■ Directions for this task ■
Below are records. Return each one exactly as written.

■ Available data ■
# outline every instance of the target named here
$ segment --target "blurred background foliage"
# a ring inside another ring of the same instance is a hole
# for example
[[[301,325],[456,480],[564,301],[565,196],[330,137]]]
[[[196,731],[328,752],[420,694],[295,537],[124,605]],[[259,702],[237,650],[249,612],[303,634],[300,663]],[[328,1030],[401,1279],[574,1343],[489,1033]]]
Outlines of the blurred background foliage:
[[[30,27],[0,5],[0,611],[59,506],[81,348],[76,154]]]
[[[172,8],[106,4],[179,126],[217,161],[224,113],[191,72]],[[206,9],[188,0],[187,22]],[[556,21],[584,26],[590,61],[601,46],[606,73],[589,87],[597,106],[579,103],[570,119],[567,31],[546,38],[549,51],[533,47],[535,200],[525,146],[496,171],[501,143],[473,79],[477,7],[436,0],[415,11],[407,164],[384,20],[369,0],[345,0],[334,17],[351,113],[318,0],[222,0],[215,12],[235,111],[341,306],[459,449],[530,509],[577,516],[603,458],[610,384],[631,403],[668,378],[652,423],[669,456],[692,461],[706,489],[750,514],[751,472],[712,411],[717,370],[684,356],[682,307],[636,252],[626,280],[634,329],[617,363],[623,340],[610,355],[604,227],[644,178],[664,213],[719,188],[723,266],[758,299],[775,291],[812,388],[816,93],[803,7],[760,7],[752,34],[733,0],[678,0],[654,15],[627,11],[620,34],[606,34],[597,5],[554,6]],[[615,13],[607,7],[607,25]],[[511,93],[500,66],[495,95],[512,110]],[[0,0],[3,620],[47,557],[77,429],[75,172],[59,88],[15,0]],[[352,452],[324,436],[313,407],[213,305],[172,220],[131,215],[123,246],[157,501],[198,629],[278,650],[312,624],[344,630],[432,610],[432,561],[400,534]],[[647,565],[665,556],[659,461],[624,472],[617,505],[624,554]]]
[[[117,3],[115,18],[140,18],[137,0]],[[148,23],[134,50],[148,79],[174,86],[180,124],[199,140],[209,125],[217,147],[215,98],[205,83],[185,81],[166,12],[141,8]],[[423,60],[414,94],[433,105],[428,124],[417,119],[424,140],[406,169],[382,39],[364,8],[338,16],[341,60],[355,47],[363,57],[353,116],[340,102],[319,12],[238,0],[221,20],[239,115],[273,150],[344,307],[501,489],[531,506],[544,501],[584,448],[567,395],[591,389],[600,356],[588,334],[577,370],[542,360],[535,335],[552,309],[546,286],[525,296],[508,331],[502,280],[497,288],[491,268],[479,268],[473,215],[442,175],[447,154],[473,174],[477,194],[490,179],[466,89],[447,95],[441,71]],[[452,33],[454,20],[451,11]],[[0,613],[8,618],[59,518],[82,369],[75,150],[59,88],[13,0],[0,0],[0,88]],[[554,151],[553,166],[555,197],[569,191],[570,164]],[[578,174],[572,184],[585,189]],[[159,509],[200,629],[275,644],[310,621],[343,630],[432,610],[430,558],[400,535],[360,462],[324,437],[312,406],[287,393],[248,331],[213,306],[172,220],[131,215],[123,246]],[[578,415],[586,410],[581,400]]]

■ Response for this exercise ■
# outline every instance of the target named here
$ segment --target "blurred background foliage"
# a ring inside another ring of the same instance is a hole
# for example
[[[301,325],[456,480],[564,301],[565,196],[330,137]]]
[[[196,731],[328,752],[420,694],[295,537],[124,605]],[[259,702],[237,650],[249,612],[303,634],[300,663]],[[328,1030],[401,1279],[574,1343],[489,1033]]]
Outlines of the blurred background foliage:
[[[30,27],[0,5],[0,611],[59,506],[81,348],[76,154]]]
[[[172,8],[106,4],[179,126],[217,161],[224,113],[191,72]],[[206,9],[188,0],[187,22]],[[556,21],[584,26],[590,61],[601,46],[606,73],[589,87],[597,106],[579,103],[570,119],[567,31],[546,38],[549,51],[533,47],[535,200],[525,146],[496,171],[501,143],[473,79],[477,7],[436,0],[415,11],[407,164],[384,20],[369,0],[345,0],[334,17],[351,113],[318,0],[222,0],[215,12],[235,111],[341,306],[459,449],[530,509],[577,516],[603,458],[610,384],[631,403],[668,378],[652,423],[669,456],[692,461],[706,489],[750,514],[751,472],[712,411],[717,370],[684,356],[682,307],[636,252],[626,280],[634,329],[617,363],[623,340],[610,355],[604,227],[644,178],[664,213],[719,188],[723,266],[758,299],[775,291],[812,388],[816,93],[803,7],[760,7],[752,34],[733,0],[678,0],[654,15],[627,11],[620,34],[606,34],[597,5],[554,6]],[[615,13],[607,7],[607,25]],[[511,93],[500,66],[495,95],[512,110]],[[0,0],[3,620],[47,557],[77,429],[75,172],[59,88],[15,0]],[[352,452],[324,436],[313,407],[213,305],[172,220],[131,215],[123,246],[157,501],[198,629],[278,650],[312,624],[344,630],[432,610],[432,561],[400,534]],[[647,565],[665,556],[659,461],[624,472],[617,505],[624,554]]]
[[[117,3],[115,18],[140,18],[137,0]],[[148,23],[134,50],[148,79],[174,86],[180,124],[199,140],[209,125],[217,147],[215,98],[205,83],[185,81],[166,12],[141,8]],[[423,60],[414,94],[433,105],[428,124],[417,119],[424,140],[406,169],[382,39],[364,8],[338,16],[341,60],[355,47],[363,57],[353,116],[340,102],[319,12],[238,0],[221,20],[239,115],[273,150],[344,307],[501,489],[531,506],[544,501],[584,448],[567,395],[591,389],[600,356],[588,334],[577,370],[542,360],[535,335],[552,309],[546,286],[525,296],[508,331],[502,280],[497,288],[491,268],[479,268],[473,215],[442,175],[447,154],[473,174],[477,194],[490,179],[466,89],[447,95],[441,71]],[[452,33],[454,20],[451,11]],[[0,613],[8,618],[59,518],[82,369],[75,150],[59,88],[13,0],[0,0],[0,88]],[[554,151],[553,166],[555,197],[569,191],[570,164]],[[578,174],[572,184],[585,189]],[[159,509],[200,629],[275,644],[310,621],[343,630],[432,610],[430,558],[400,535],[360,462],[324,437],[312,406],[287,393],[248,331],[213,306],[172,220],[131,215],[123,246]],[[578,415],[586,410],[581,400]]]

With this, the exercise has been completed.